#### Exercise directions:
Transcribe all records exactly.

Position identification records

=====

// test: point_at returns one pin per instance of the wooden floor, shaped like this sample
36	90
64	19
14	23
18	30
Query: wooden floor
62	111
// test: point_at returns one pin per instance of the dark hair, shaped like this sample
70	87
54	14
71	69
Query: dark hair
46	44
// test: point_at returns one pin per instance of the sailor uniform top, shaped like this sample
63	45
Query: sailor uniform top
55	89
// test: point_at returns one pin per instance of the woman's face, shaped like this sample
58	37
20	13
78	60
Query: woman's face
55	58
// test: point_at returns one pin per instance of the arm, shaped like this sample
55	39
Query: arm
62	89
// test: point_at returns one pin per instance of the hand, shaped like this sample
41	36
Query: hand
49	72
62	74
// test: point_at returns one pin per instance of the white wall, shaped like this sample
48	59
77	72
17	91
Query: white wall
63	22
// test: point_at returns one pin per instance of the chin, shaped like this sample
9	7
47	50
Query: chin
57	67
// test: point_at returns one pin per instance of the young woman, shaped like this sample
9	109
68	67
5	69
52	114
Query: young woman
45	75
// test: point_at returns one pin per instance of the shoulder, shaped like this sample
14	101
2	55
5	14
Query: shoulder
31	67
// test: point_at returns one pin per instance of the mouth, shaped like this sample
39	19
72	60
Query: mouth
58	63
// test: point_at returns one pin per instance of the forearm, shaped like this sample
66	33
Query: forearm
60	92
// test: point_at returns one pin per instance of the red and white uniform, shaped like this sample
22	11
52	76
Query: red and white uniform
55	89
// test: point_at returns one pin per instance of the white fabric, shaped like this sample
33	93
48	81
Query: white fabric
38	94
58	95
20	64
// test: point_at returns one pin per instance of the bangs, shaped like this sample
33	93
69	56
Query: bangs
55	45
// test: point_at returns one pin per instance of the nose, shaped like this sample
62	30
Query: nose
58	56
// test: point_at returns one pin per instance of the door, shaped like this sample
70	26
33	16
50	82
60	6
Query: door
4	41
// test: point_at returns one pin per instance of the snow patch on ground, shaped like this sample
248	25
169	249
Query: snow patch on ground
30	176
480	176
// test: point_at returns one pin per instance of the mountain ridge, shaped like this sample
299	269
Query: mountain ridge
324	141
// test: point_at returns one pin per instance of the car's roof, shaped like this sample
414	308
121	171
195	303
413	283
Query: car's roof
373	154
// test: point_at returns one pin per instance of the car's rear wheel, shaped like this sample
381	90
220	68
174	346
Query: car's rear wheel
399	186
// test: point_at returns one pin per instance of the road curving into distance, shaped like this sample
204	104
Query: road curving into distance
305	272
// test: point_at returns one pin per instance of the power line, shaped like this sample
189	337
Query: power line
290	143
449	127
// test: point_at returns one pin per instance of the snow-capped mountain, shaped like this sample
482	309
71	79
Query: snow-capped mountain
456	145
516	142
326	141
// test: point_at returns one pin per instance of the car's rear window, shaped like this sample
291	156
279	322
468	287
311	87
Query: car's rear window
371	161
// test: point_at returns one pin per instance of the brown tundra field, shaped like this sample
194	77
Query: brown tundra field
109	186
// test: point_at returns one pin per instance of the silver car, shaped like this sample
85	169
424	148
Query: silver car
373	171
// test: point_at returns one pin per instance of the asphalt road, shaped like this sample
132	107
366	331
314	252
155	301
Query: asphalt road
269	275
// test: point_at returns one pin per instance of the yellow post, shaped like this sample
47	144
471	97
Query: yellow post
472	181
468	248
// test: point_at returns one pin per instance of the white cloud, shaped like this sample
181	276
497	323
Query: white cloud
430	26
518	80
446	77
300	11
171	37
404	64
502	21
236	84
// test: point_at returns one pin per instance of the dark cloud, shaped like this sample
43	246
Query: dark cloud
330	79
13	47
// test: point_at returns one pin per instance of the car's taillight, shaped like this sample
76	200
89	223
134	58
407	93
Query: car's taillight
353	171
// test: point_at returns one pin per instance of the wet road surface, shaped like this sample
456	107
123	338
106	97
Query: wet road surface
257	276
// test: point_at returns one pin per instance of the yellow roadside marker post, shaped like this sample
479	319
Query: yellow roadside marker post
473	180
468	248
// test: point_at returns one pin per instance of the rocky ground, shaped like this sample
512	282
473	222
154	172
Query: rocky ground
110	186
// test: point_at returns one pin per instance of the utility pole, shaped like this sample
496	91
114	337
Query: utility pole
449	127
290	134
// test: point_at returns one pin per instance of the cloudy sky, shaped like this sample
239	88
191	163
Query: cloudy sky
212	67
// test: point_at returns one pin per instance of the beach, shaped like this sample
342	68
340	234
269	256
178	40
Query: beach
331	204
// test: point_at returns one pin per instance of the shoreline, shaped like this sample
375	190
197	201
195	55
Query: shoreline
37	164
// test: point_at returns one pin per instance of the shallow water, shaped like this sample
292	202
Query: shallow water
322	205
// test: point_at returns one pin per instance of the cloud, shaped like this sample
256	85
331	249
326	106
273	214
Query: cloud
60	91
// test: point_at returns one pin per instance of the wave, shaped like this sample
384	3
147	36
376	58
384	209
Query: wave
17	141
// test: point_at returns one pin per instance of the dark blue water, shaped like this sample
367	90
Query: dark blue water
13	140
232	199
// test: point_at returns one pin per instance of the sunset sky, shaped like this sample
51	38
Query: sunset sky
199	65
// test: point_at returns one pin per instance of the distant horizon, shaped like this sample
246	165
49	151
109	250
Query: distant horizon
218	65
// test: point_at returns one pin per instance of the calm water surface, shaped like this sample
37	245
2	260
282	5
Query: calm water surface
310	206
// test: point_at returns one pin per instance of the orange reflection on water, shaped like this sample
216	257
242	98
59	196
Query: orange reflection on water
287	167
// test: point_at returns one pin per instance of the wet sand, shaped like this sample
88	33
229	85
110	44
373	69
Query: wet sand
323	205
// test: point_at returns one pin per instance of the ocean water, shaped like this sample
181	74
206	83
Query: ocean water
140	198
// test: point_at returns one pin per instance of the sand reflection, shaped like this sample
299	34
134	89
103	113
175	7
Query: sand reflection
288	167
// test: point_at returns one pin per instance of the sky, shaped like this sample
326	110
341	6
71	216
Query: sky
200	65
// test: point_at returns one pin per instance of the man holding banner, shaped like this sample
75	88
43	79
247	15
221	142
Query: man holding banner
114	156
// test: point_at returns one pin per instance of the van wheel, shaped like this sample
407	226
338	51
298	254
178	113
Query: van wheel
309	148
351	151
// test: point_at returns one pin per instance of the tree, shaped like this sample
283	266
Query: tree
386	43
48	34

=====

#### Solution to this exercise:
// test: point_at returns one pin per instance of the wooden floor, shaped like this sample
36	90
64	19
14	23
18	30
Query: wooden floor
62	111
// test: point_at returns one pin per instance of the dark hair, shaped like this sample
70	87
54	14
71	69
Query: dark hair
46	44
// test: point_at returns one pin per instance of the sailor uniform top, shaped like this sample
63	45
Query: sailor uniform top
55	89
// test: point_at returns one pin per instance of the woman's face, shaped like this sample
58	37
20	13
78	60
Query: woman's face
55	58
// test: point_at returns one pin per instance of the arm, shaped like this sample
55	39
Query: arm
62	89
// test: point_at returns one pin per instance of the hand, shaped like this sample
41	36
Query: hand
49	72
62	74
// test: point_at returns one pin per instance of the white wall, shaped like this sample
48	59
77	72
17	91
Query: white wall
63	22
// test: point_at returns one pin per instance of the chin, shaped like this sample
9	7
47	50
Query: chin
57	67
// test: point_at returns one pin per instance of the young woman, shaped like this sample
9	109
68	67
5	69
52	114
Query: young woman
45	75
// test: point_at returns one pin per instance of the shoulder, shaped like this sample
14	101
2	55
5	14
Query: shoulder
31	67
// test: point_at returns one pin per instance of the mouth, shaped like this sample
39	19
72	60
Query: mouth
58	63
// test: point_at returns one pin per instance of the forearm, shaped like this sample
66	33
Query: forearm
60	92
// test: point_at returns one pin per instance of the red and white uniform, shaped like this sample
22	11
52	76
Query: red and white uniform
55	89
// test: point_at returns one pin per instance of the white fabric, shaped like this sample
33	93
48	81
Query: white fabric
38	94
58	95
20	64
// test: point_at returns one pin per instance of the bangs, shaped like this sample
33	93
69	56
Query: bangs
55	45
// test: point_at returns one pin per instance of the nose, shaped like this sample
62	30
Query: nose
58	56
// test: point_at returns one pin per instance of the door, shaped like this sample
70	26
33	16
50	82
60	6
Query: door
4	41
// test: point_at returns one pin per instance of the snow patch on ground, shaped like this sample
248	25
169	249
Query: snow patch on ground
30	176
480	176
// test: point_at returns one pin per instance of the mountain ridge, shaped like this sample
299	269
Query: mountain ridge
324	141
// test: point_at returns one pin per instance of the car's roof, shaped like this sample
414	308
121	171
195	303
413	283
Query: car's roof
373	154
// test: point_at returns one pin per instance of the car's rear wheel, shaped like this sample
381	90
220	68
174	346
Query: car's rear wheel
399	186
// test: point_at returns one pin per instance of the road curving into distance, shaped like this sample
204	104
Query: road curving into distance
305	272
// test: point_at returns one pin per instance of the power line, shaped like this sample
189	337
Query: power line
290	143
449	127
// test: point_at returns one pin per instance of the snow-capped mountain, shaped like this sample
482	309
71	79
Query: snow-capped mountain
456	145
516	142
326	141
// test: point_at returns one pin per instance of the car's rear window, shaped like this sample
291	156
279	322
468	287
311	87
Query: car's rear window
371	161
// test: point_at returns one pin per instance of the brown tundra field, shaped like this sample
194	77
Query: brown tundra field
109	186
// test: point_at returns one pin per instance of the silver car, shaped like this sample
85	169
424	148
Query: silver car
373	171
// test: point_at returns one pin per instance of the asphalt road, shaped like this sample
132	107
366	331
314	252
155	301
Query: asphalt road
269	275
// test: point_at returns one pin per instance of the yellow post, shaped like this sample
47	144
471	97
Query: yellow post
472	181
468	248
// test: point_at returns one pin per instance of the white cloud, shaped like this sample
181	276
497	323
Query: white cloud
430	26
518	80
446	77
300	11
171	37
404	64
502	21
236	84
// test: point_at returns one pin per instance of the dark cloud, shaped like this sample
43	246
Query: dark cloud
330	79
13	47
// test: point_at returns one pin per instance of the car's taillight, shaped like this sample
76	200
89	223
134	58
407	93
Query: car's taillight
353	171
// test: point_at returns one pin per instance of the wet road surface, shaped like this sample
456	107
123	338
106	97
Query: wet road surface
257	276
// test: point_at returns one pin per instance of the yellow roadside marker post, shaped like this sample
479	319
Query: yellow roadside marker post
473	180
468	248
// test: point_at returns one pin per instance of the rocky ground, shaped like this sample
512	282
473	222
154	172
Query: rocky ground
110	186
// test: point_at returns one pin per instance of the utility pole, shaped like this sample
496	91
114	337
Query: utility pole
449	127
290	134
// test: point_at returns one pin per instance of the cloudy sky, shaped like this sample
239	88
191	163
Query: cloudy sky
212	67
// test: point_at returns one pin per instance of the beach, shaped like this sample
342	68
340	234
269	256
178	40
Query: beach
331	204
// test: point_at returns one pin per instance of the shoreline, shaped like this sample
375	190
197	201
195	55
Query: shoreline
37	164
// test: point_at returns one pin per instance of the shallow water, shaped like this sample
292	202
Query: shallow water
322	205
// test: point_at returns one pin per instance of the cloud, shaped like this sample
256	85
331	249
326	106
273	214
Query: cloud
60	91
// test: point_at returns one pin per instance of the wave, shaped like this sample
384	3
147	36
376	58
384	209
Query: wave
17	141
// test: point_at returns one pin per instance of the dark blue water, shaped like this sample
367	90
Query: dark blue water
13	140
232	199
// test: point_at returns one pin per instance of the sunset sky, shaped like this sample
51	38
Query: sunset sky
199	65
// test: point_at returns one pin per instance of the distant horizon, shaped like this sample
246	165
49	151
109	250
Query: distant horizon
218	65
// test: point_at returns one pin per instance of the calm water surface, shaped like this sample
37	245
2	260
282	5
Query: calm water surface
310	206
// test: point_at returns one pin per instance of the orange reflection on water, shaped like this sample
216	257
242	98
59	196
Query: orange reflection on water
287	167
// test: point_at returns one pin per instance of the wet sand, shaped like this sample
88	33
229	85
110	44
373	69
Query: wet sand
323	205
// test: point_at returns one pin per instance of the ocean water, shaped like this sample
181	74
206	83
Query: ocean water
140	198
// test: point_at returns one pin per instance of the sand reflection, shaped like this sample
299	34
134	89
103	113
175	7
Query: sand reflection
288	167
// test: point_at returns one pin per instance of the sky, shaped like this sample
326	110
341	6
71	216
Query: sky
200	65
// test: point_at returns one pin per instance of the man holding banner, shaped like this sample
75	88
43	79
247	15
221	142
Query: man holding banner
114	156
// test: point_at returns one pin per instance of the van wheel, shaped like this sample
407	226
338	51
298	254
178	113
Query: van wheel
309	148
351	151
// test: point_at returns one pin per instance of the tree, shaped like this sample
283	266
Query: tree
386	43
48	34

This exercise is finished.